Crystallographic refinement was carried out using the programs Phenix and refmac 5 within CCP4 suite. Difference Fourier maps with coefficients 2|F _o |–|F _c | and |F _o |–|F _c | were used to model NSAAH interacting with amino acid residues at the catalytic site. After a few rounds of model building water molecules were added using the |F _o |–|F _c | map peaks above 3.0 σ. The value of R _free can be used as an indicator to validate the water picking and refinement and to avoid any possible over fitting of the data. Data quality and refinement statistics are presented in Table 4.

Table 4– Time Dependence of the growth inhibitory activity of NSAAH and gemcitabine

Cell-free inhibition studies

[00186] The IC ₅₀ was determined using the method described in reference. Briefly, boronate chromatography was used to separate the product. Six concentrations of NSAAH were studied ranging from 5–100 µM. The assay was repeated in triplicate. Data were fitted in GraphPad Prism 6.05 using a sigmoidal dose-response curve.

- Exercise aim: Please continue the passage on NSAAH crystallography and inhibition studies, starting after its final sentence. The records have no connection to the text on NSAAH.

- Listed records:
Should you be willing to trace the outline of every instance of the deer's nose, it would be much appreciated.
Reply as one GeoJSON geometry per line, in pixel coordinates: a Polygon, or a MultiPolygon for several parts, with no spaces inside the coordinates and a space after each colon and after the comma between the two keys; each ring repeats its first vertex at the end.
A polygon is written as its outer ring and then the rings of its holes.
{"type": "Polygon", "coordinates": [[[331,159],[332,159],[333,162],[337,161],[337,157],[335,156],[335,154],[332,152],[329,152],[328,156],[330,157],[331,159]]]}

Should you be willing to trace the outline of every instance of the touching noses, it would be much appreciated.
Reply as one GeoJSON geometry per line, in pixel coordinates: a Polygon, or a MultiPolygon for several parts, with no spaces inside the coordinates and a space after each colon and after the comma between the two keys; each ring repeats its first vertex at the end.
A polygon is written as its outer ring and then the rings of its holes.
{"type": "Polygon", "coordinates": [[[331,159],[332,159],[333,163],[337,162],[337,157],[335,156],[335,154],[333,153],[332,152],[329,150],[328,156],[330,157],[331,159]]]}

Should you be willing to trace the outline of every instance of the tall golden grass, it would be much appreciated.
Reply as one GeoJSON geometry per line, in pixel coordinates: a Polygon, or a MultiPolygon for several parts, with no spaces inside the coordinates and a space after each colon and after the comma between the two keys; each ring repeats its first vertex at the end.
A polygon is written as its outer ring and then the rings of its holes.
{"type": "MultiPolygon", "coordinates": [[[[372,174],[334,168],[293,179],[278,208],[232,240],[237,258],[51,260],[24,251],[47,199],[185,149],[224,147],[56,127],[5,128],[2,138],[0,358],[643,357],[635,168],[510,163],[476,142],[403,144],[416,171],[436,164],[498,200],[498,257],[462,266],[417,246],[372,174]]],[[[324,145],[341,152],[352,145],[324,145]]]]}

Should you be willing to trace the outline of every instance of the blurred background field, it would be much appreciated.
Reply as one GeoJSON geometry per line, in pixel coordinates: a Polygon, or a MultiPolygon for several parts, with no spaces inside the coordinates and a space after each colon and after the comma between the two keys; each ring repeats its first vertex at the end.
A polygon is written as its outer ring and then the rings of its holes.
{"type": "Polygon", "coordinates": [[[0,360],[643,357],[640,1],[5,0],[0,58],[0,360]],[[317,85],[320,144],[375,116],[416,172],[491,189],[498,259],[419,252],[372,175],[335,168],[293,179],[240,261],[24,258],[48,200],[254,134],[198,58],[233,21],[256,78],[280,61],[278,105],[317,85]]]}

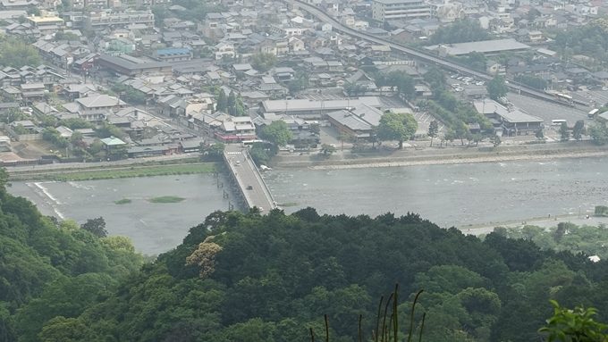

- Response for this exercise:
Binding studies using fluorescence quenching

[00187] As described, to assay binding NSAAH was titrated into a solution of 0.5 mg hRRM1 at 10– 200 µM in 10 µM increments. The emission spectrum was recorded over 300-400 nm using a Jobin Yvon-Spex fluorescence spectrophotometer. The data were fitted by nonlinear regression using the one-site binding (hyperbola) equation Y =

Bmax*X/(Kd(app) + X), where Bmax is the maximum extent of quenching and Kd(app) is the apparent dissociation constant, using GraphPad Prism 6.05. Measurements were recorded in duplicate.

Blood Progenitor Colony Forming Unit (CFU) Assay

[00188] The CFU assay was performed in the Hematopoietic Biorepository and Cellular Therapy Core Facility of the Case Comprehensive Cancer Center using a standardized protocol.

[00189] Briefly, mobilized peripheral blood mononuclear cells were collected from healthy donors by apheresis after Neupogen stimulation under University Hospitals IRB Protocol #09-90-195. Excess discarded cells were diluted to 1(10 ⁶ ) cells/mL in RPMI1640 + 15% fetal bovine serum, 100 U/mL penicillin, 100 µg/mL streptomycin and 50.4 units/ml GM-CSF. Drug solution was added to the cell suspension and 9x volume of complete methylcellulose (Methocult H4434 + 50 µM hemin.). The methylcellulose/cell suspension was aliquoted into triplicate 35-mm gridded tissue culture plates and incubated in a humidified 5% CO ₂ incubator at 37˚C for 14 days. Plates were counted visually and clusters of >50 cells were scored as surviving colonies.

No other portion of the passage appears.